=== Entries supplied ===
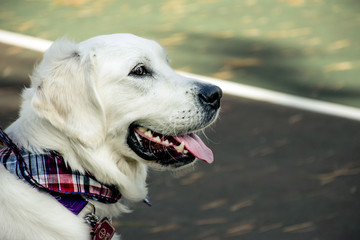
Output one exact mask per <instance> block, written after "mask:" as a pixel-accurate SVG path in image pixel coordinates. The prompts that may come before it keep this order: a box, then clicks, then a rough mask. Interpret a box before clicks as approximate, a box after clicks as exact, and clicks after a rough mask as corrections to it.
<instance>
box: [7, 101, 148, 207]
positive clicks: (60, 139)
mask: <svg viewBox="0 0 360 240" xmlns="http://www.w3.org/2000/svg"><path fill="white" fill-rule="evenodd" d="M24 104H26V102H24ZM24 109H27V110H26V111H28V112H26V114H24V111H25V110H24ZM29 109H30V110H29ZM29 111H30V112H29ZM24 115H26V118H25V117H24ZM6 132H7V133H8V135H9V136H10V137H11V138H12V139H13V141H14V142H15V143H16V144H17V145H18V146H20V147H23V148H24V149H26V150H29V151H31V152H34V153H42V152H43V151H44V150H54V151H57V152H59V153H60V154H61V155H62V156H63V157H64V159H65V161H66V162H67V164H69V166H70V167H71V168H72V169H74V170H78V171H80V172H84V171H85V170H87V171H89V172H91V173H92V174H93V175H94V176H95V177H96V178H97V179H98V180H99V181H101V182H103V183H104V184H109V185H115V186H117V187H118V189H119V190H120V192H121V193H122V195H123V197H124V198H125V199H128V200H130V201H142V200H143V199H145V197H146V196H147V188H146V183H145V180H146V176H147V166H146V165H145V164H143V163H140V162H137V161H127V160H125V159H121V158H123V156H120V155H119V154H118V153H117V152H115V151H114V150H112V149H116V148H115V147H114V146H112V144H111V141H109V142H108V141H106V140H105V141H104V142H103V143H102V144H100V145H99V146H97V147H96V148H88V147H86V146H84V145H82V144H81V142H80V141H77V140H75V139H72V138H69V137H68V136H66V135H65V134H64V133H62V132H61V131H59V130H58V129H56V128H55V127H53V126H52V125H51V124H50V123H49V122H48V121H47V120H46V119H42V118H40V117H39V116H37V114H36V113H35V112H33V111H31V108H28V107H27V108H26V107H25V106H24V105H23V107H22V110H21V112H20V117H19V119H18V120H16V121H15V122H14V123H13V124H11V125H10V126H9V127H8V128H7V130H6Z"/></svg>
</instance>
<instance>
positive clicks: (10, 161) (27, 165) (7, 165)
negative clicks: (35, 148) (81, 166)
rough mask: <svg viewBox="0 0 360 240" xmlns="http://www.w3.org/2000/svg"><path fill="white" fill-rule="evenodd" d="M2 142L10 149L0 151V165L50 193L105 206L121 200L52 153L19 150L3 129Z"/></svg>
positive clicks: (118, 192)
mask: <svg viewBox="0 0 360 240" xmlns="http://www.w3.org/2000/svg"><path fill="white" fill-rule="evenodd" d="M0 140H1V141H2V142H4V143H5V144H6V145H7V147H6V148H4V149H2V150H0V162H1V163H2V164H3V165H4V167H5V168H6V169H7V170H8V171H9V172H11V173H12V174H14V175H16V176H17V177H19V178H20V179H22V180H24V181H25V182H28V183H30V184H31V185H33V186H36V187H38V188H40V189H43V190H46V191H49V192H50V193H51V194H53V195H56V194H57V193H60V194H75V195H80V196H85V197H86V198H90V199H94V200H97V201H100V202H103V203H115V202H117V201H119V200H120V198H121V194H120V192H119V191H118V190H117V189H116V188H115V187H113V186H107V185H104V184H102V183H100V182H99V181H97V180H96V179H95V177H93V176H92V175H91V174H90V173H85V174H82V173H80V172H78V171H73V170H72V169H71V168H70V167H69V166H67V164H66V163H65V161H64V159H63V158H62V156H61V155H60V154H58V153H56V152H53V151H50V152H47V153H45V154H34V153H31V152H29V151H25V150H22V149H19V148H17V146H16V145H15V144H14V143H13V142H12V141H11V139H10V138H9V137H8V136H7V135H6V134H5V133H4V132H3V131H2V130H1V128H0Z"/></svg>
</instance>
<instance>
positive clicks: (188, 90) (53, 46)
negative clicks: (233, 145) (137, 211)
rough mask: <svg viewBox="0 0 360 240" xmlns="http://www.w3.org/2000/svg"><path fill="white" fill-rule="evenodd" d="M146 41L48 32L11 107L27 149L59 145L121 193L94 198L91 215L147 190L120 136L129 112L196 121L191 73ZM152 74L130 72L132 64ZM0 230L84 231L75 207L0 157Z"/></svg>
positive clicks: (189, 122)
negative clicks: (46, 190) (20, 175)
mask: <svg viewBox="0 0 360 240" xmlns="http://www.w3.org/2000/svg"><path fill="white" fill-rule="evenodd" d="M166 57H167V56H166V53H165V52H164V50H163V49H162V48H161V47H160V46H159V45H158V44H157V43H156V42H154V41H151V40H146V39H143V38H139V37H136V36H133V35H130V34H114V35H106V36H99V37H95V38H92V39H89V40H87V41H85V42H82V43H79V44H78V43H75V42H71V41H69V40H67V39H60V40H58V41H56V42H55V43H54V44H53V45H52V46H51V48H50V49H49V50H48V51H47V52H46V53H45V55H44V58H43V60H42V62H41V63H40V64H39V65H38V66H37V67H36V68H35V70H34V73H33V75H32V76H31V87H30V88H28V89H25V90H24V92H23V95H22V96H23V103H22V106H21V111H20V117H19V119H18V120H16V121H15V122H14V123H13V124H12V125H11V126H10V127H9V128H8V129H7V133H8V134H9V136H10V137H11V138H12V139H13V140H14V141H15V142H16V143H17V144H18V145H19V146H22V147H24V148H26V149H28V150H30V151H33V152H38V153H41V152H42V151H44V149H50V150H55V151H57V152H59V153H61V154H62V155H63V157H64V159H65V160H66V161H67V163H68V164H69V165H70V166H71V168H73V169H76V170H79V171H81V172H83V171H84V170H85V169H86V170H87V171H90V172H91V173H92V174H93V175H94V176H95V177H96V178H97V179H98V180H99V181H101V182H103V183H105V184H110V185H115V186H117V187H118V189H119V190H120V192H121V193H122V195H123V200H121V201H120V202H119V203H116V204H102V203H98V202H94V201H93V204H94V205H95V207H96V213H97V215H98V216H99V217H100V218H102V217H105V216H107V217H116V216H119V215H120V214H121V213H123V212H129V209H128V208H127V207H126V205H125V204H124V202H125V201H134V202H137V201H141V200H143V199H144V198H145V197H146V195H147V187H146V182H145V180H146V175H147V166H148V165H149V164H150V165H151V166H153V167H158V168H159V167H160V166H158V165H157V164H154V163H149V162H148V161H145V160H143V159H141V158H140V157H138V156H137V155H136V154H135V153H134V152H133V151H131V150H130V148H129V147H128V145H127V143H126V136H127V131H128V127H129V125H130V124H131V123H133V122H135V121H140V122H142V123H144V124H146V126H147V127H149V128H152V129H154V130H157V131H160V132H162V133H164V134H177V133H186V132H190V131H194V130H198V129H201V128H203V127H205V126H206V125H207V124H209V123H203V122H204V121H203V119H204V114H205V113H203V111H197V109H199V106H198V105H197V101H196V99H195V98H196V96H195V95H196V94H195V91H196V83H197V82H196V81H195V80H192V79H187V78H184V77H181V76H179V75H177V74H176V73H175V72H174V71H173V70H172V69H171V68H170V67H169V66H168V63H167V59H166ZM139 63H141V64H144V65H146V66H147V67H148V68H149V69H151V71H152V73H153V76H151V77H145V78H138V77H134V76H130V75H129V72H130V71H131V70H132V69H133V68H134V66H136V65H137V64H139ZM0 191H1V194H0V239H2V240H14V239H15V240H17V239H19V240H20V239H36V240H41V239H44V240H45V239H46V240H50V239H61V240H66V239H80V240H81V239H89V227H88V225H87V224H85V223H83V220H82V218H81V217H79V216H75V215H73V214H72V213H71V212H70V211H68V210H67V209H65V208H64V207H63V206H62V205H60V204H59V203H58V202H57V201H56V200H55V199H54V198H52V197H51V196H49V195H48V194H46V193H43V192H40V191H38V190H37V189H34V188H32V187H31V186H29V185H28V184H26V183H23V182H22V181H20V180H18V179H17V178H16V177H14V176H12V175H11V174H9V173H8V172H7V171H6V170H5V169H4V168H3V166H2V165H1V166H0Z"/></svg>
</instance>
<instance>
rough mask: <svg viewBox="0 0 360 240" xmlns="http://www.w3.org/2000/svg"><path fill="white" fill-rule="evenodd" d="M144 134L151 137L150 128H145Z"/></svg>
mask: <svg viewBox="0 0 360 240" xmlns="http://www.w3.org/2000/svg"><path fill="white" fill-rule="evenodd" d="M145 136H148V137H153V136H152V133H151V131H150V130H147V131H146V132H145Z"/></svg>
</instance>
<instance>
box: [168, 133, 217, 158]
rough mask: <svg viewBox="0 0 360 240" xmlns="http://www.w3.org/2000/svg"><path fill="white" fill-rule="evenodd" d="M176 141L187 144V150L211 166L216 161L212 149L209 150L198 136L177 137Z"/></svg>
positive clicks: (186, 136)
mask: <svg viewBox="0 0 360 240" xmlns="http://www.w3.org/2000/svg"><path fill="white" fill-rule="evenodd" d="M174 139H175V140H176V141H178V142H179V143H182V142H183V143H184V144H185V148H186V149H187V150H188V151H189V152H191V154H192V155H194V156H195V157H196V158H198V159H200V160H203V161H205V162H207V163H209V164H210V163H212V162H213V161H214V155H213V153H212V151H211V149H210V148H208V147H207V146H206V145H205V143H204V142H203V141H202V140H201V139H200V138H199V137H198V136H197V135H196V134H189V135H183V136H175V137H174Z"/></svg>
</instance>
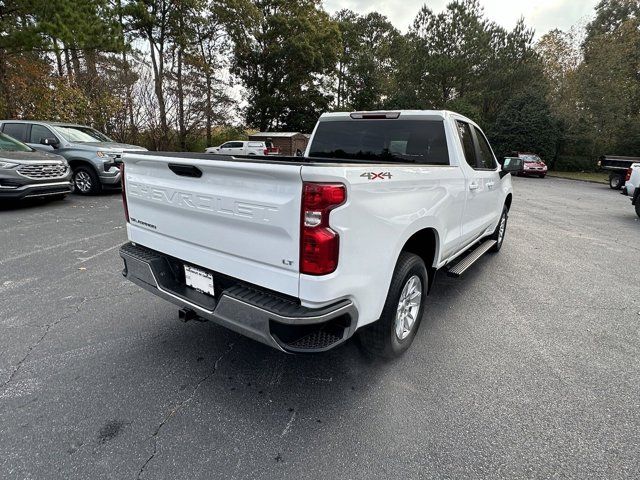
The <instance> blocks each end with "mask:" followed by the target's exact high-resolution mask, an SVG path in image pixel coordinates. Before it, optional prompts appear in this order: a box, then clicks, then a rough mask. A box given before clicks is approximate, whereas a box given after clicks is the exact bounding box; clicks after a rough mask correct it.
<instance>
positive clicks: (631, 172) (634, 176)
mask: <svg viewBox="0 0 640 480" xmlns="http://www.w3.org/2000/svg"><path fill="white" fill-rule="evenodd" d="M638 183H640V163H634V164H632V165H631V166H630V167H629V168H628V169H627V175H626V176H625V184H624V187H623V189H622V193H624V194H625V195H629V196H630V197H633V195H634V193H635V190H636V188H638V187H637V185H638Z"/></svg>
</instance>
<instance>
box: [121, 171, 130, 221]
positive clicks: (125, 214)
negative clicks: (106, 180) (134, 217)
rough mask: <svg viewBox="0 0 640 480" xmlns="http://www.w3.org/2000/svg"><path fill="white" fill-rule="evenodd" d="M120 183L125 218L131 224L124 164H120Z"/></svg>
mask: <svg viewBox="0 0 640 480" xmlns="http://www.w3.org/2000/svg"><path fill="white" fill-rule="evenodd" d="M120 182H121V184H122V205H123V206H124V218H126V219H127V223H129V208H128V207H127V189H126V188H125V181H124V162H123V163H121V164H120Z"/></svg>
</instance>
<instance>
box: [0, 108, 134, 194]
mask: <svg viewBox="0 0 640 480" xmlns="http://www.w3.org/2000/svg"><path fill="white" fill-rule="evenodd" d="M0 131H2V132H3V133H6V134H7V135H11V136H12V137H14V138H16V139H18V140H20V141H21V142H23V143H26V144H27V145H29V146H30V147H32V148H34V149H36V150H40V151H44V152H49V153H53V152H55V153H56V154H58V155H62V156H63V157H65V158H66V159H67V161H68V162H69V165H70V166H71V169H72V171H73V173H72V175H73V184H74V186H75V191H76V192H77V193H80V194H83V195H90V194H95V193H98V192H100V191H101V190H102V189H103V188H119V187H120V170H119V168H118V167H117V166H116V165H115V161H116V160H117V159H119V158H120V157H121V156H122V152H123V151H125V150H137V151H144V150H146V148H143V147H139V146H137V145H128V144H124V143H117V142H114V141H113V140H112V139H110V138H109V137H107V136H106V135H105V134H103V133H100V132H98V131H97V130H95V129H93V128H91V127H87V126H84V125H74V124H70V123H62V122H40V121H23V120H0Z"/></svg>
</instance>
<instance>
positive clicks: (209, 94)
mask: <svg viewBox="0 0 640 480" xmlns="http://www.w3.org/2000/svg"><path fill="white" fill-rule="evenodd" d="M206 80H207V102H206V109H207V112H206V115H205V117H206V128H207V147H211V146H212V145H211V142H213V138H212V135H211V128H212V127H213V125H212V123H213V119H212V116H213V111H212V106H211V73H210V72H209V67H208V66H207V72H206Z"/></svg>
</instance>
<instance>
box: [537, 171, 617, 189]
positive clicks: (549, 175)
mask: <svg viewBox="0 0 640 480" xmlns="http://www.w3.org/2000/svg"><path fill="white" fill-rule="evenodd" d="M547 177H551V178H560V179H562V180H573V181H574V182H586V183H596V184H598V185H607V186H608V185H609V184H608V183H607V182H599V181H598V180H586V179H582V178H569V177H561V176H559V175H553V174H552V173H547Z"/></svg>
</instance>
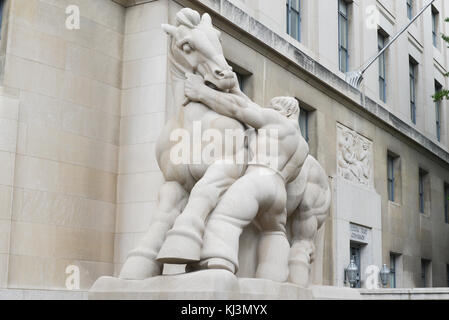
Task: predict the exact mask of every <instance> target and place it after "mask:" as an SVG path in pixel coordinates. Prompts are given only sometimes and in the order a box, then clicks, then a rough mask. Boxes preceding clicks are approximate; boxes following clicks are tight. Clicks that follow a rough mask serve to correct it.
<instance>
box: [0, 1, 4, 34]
mask: <svg viewBox="0 0 449 320" xmlns="http://www.w3.org/2000/svg"><path fill="white" fill-rule="evenodd" d="M4 5H5V1H4V0H0V38H1V30H2V18H3V6H4Z"/></svg>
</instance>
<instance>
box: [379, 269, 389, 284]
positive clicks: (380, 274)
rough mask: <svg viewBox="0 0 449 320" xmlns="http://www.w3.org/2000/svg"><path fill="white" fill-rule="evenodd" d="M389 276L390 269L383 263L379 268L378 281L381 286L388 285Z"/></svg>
mask: <svg viewBox="0 0 449 320" xmlns="http://www.w3.org/2000/svg"><path fill="white" fill-rule="evenodd" d="M389 277H390V269H388V267H387V265H386V264H384V265H383V266H382V269H380V282H381V283H382V287H383V288H385V287H386V286H387V285H388V282H389V280H390V279H389Z"/></svg>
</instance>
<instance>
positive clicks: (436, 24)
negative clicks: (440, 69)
mask: <svg viewBox="0 0 449 320" xmlns="http://www.w3.org/2000/svg"><path fill="white" fill-rule="evenodd" d="M432 41H433V46H434V47H435V48H438V11H437V10H436V9H435V7H434V6H432Z"/></svg>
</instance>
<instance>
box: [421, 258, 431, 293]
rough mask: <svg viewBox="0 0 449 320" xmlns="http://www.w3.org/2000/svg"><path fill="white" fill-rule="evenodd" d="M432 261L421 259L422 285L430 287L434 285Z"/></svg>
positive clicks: (429, 260)
mask: <svg viewBox="0 0 449 320" xmlns="http://www.w3.org/2000/svg"><path fill="white" fill-rule="evenodd" d="M431 264H432V262H431V261H430V260H426V259H421V286H422V287H423V288H429V287H431V286H432V265H431Z"/></svg>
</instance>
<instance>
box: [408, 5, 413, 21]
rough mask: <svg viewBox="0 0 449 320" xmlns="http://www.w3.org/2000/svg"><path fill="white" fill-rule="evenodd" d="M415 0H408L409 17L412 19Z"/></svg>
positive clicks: (408, 17) (409, 18) (412, 16)
mask: <svg viewBox="0 0 449 320" xmlns="http://www.w3.org/2000/svg"><path fill="white" fill-rule="evenodd" d="M413 2H414V0H407V17H408V18H409V19H410V20H412V18H413V11H414V3H413Z"/></svg>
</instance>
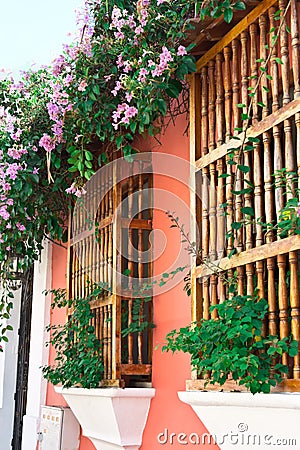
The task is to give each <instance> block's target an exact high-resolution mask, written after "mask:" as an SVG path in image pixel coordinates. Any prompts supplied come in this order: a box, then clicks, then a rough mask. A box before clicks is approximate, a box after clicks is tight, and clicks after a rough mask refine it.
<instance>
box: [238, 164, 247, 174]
mask: <svg viewBox="0 0 300 450" xmlns="http://www.w3.org/2000/svg"><path fill="white" fill-rule="evenodd" d="M238 169H239V170H240V171H241V172H243V173H248V172H250V167H248V166H241V165H238Z"/></svg>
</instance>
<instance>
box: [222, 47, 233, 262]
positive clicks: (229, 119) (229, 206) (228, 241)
mask: <svg viewBox="0 0 300 450" xmlns="http://www.w3.org/2000/svg"><path fill="white" fill-rule="evenodd" d="M230 58H231V47H225V49H224V59H225V63H224V91H225V129H226V133H225V136H226V142H228V141H229V140H230V137H231V120H232V82H231V64H230ZM228 159H229V158H228V157H227V160H228ZM227 174H228V175H229V176H228V177H227V178H226V203H227V208H226V213H227V215H226V229H227V232H231V231H232V228H231V224H232V222H233V194H232V183H233V175H232V166H231V165H230V164H227ZM232 249H233V239H232V238H230V239H228V241H227V254H229V253H230V252H231V250H232Z"/></svg>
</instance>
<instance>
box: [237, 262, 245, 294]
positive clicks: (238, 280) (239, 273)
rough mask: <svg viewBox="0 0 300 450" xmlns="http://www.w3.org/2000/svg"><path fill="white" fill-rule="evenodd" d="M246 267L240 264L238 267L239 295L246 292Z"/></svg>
mask: <svg viewBox="0 0 300 450" xmlns="http://www.w3.org/2000/svg"><path fill="white" fill-rule="evenodd" d="M244 271H245V267H244V266H239V267H237V283H238V295H244V294H245V275H244Z"/></svg>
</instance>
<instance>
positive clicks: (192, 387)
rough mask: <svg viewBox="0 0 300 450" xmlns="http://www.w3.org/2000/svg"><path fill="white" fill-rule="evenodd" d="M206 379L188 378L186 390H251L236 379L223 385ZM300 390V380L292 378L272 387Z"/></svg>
mask: <svg viewBox="0 0 300 450" xmlns="http://www.w3.org/2000/svg"><path fill="white" fill-rule="evenodd" d="M205 383H206V380H204V379H201V380H187V381H186V390H187V391H224V392H234V391H240V392H249V390H248V389H247V388H246V387H245V386H239V384H238V383H237V382H236V381H234V380H228V381H226V382H225V384H223V385H222V386H221V385H220V384H218V383H216V384H210V383H208V384H207V385H205ZM299 391H300V380H296V379H290V380H283V381H282V382H281V383H280V384H278V385H277V386H275V387H271V392H299Z"/></svg>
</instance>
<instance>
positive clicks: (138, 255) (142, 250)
mask: <svg viewBox="0 0 300 450" xmlns="http://www.w3.org/2000/svg"><path fill="white" fill-rule="evenodd" d="M139 169H140V170H139V176H138V180H139V182H138V189H139V191H138V218H139V219H140V220H142V218H143V173H142V169H143V165H142V162H140V167H139ZM143 234H144V233H143V230H142V229H141V228H139V230H138V278H139V286H141V285H142V282H143V277H144V265H143V251H144V247H143ZM143 315H144V301H143V299H141V305H140V313H139V316H140V317H139V323H140V325H141V324H142V322H143ZM138 363H139V364H142V363H143V333H142V332H139V333H138Z"/></svg>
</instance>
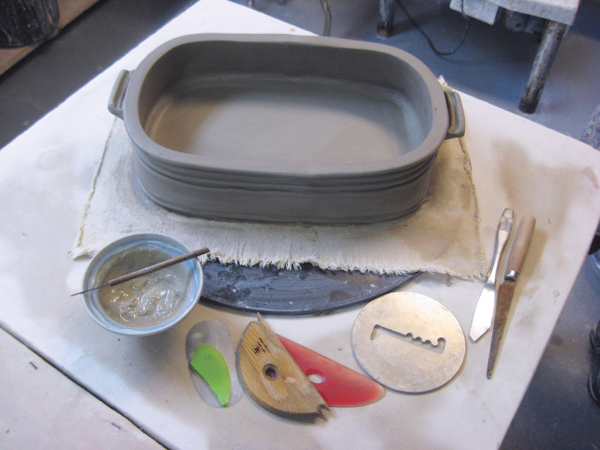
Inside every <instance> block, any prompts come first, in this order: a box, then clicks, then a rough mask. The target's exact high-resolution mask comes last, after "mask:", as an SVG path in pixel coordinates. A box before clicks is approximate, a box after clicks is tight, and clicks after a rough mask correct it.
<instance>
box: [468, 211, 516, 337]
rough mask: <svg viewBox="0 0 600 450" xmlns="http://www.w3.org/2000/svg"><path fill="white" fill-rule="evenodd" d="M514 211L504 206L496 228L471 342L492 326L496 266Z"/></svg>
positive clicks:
===
- [Work request]
Every line above carrying the word "that" needs to be shown.

- [Response]
Output one exact mask per <instance> block, written after "mask:" as a pixel-accurate SVG path in image pixel coordinates. The prompts that may come before it keep this order: a box, then clicks, then a rough mask. Interpret a box before clicks as approximate, a box after clicks as exact, and clicks after a rough mask as corrections to it.
Task: predict the exact mask of every <instance> target and place it after "mask:" as an SVG path in pixel coordinates. Prompts are given only sometimes and in the order a box, then clicks, then a rough mask. Boxes preceding clicks are approximate; boxes following clicks are tight. Clicks that follow a rough mask serve to correct it.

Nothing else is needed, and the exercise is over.